### REQUIREMENT A
Tally the lines in the rows below that contain the string "berry", with case counting. Give only the number.

### SOURCE
####

Zero Potential Due to a System of a Two-Point Charge

1. For internal point

(It is assumed that $\left|Q_1\right|<\left|Q_2\right|$ )

Let at $P, V$ is zero
$
\begin{aligned}
& V_P=0 \Rightarrow \frac{Q_1}{x_1}=\frac{Q_2}{\left(x-x_1\right)} \\
& \Rightarrow x_1=\frac{x}{\left(Q_2 / Q_1+1\right)}
\end{aligned}
$

If both charges are like then the resultant potential is not zero at any finite point.

####

### Annotated coordinate records
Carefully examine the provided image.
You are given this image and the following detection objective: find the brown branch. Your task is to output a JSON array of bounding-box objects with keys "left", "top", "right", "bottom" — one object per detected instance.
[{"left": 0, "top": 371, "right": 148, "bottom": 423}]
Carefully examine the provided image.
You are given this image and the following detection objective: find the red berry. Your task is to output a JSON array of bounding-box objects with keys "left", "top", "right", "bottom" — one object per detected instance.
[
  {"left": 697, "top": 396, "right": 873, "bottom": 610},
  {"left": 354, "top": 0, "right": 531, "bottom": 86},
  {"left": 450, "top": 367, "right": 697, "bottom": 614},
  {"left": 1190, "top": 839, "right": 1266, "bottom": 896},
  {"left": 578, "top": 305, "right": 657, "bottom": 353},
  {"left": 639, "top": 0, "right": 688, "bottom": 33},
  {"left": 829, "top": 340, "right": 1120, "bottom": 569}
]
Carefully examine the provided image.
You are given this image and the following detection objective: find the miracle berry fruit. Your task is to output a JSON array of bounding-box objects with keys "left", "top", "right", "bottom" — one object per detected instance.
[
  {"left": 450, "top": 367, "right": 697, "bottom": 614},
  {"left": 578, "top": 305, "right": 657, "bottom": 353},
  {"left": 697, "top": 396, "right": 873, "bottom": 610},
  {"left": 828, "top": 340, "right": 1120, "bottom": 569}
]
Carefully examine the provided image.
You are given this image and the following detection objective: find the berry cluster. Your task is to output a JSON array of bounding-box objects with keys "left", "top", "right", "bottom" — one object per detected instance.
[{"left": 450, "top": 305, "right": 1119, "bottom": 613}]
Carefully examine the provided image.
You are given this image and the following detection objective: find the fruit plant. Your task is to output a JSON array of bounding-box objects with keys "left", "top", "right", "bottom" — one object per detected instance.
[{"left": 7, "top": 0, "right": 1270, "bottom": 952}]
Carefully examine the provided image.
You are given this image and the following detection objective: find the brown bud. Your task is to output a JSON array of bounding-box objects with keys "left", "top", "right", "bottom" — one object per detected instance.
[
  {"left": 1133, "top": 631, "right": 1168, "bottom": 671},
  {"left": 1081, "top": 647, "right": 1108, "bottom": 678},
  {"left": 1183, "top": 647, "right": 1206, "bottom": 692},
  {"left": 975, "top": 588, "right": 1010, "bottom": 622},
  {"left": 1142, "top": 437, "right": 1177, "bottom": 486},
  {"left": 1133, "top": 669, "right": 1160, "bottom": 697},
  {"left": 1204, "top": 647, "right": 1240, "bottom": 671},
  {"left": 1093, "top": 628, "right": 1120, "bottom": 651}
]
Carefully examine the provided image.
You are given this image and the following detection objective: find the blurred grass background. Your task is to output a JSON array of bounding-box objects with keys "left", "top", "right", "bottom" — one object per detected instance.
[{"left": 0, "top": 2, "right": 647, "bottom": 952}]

####

### REQUIREMENT B
In the text on zero potential from two point charges, what is said about the resultant potential when both charges are like?

### WRITTEN SOLUTION A
3

### WRITTEN SOLUTION B
It is not zero at any finite point.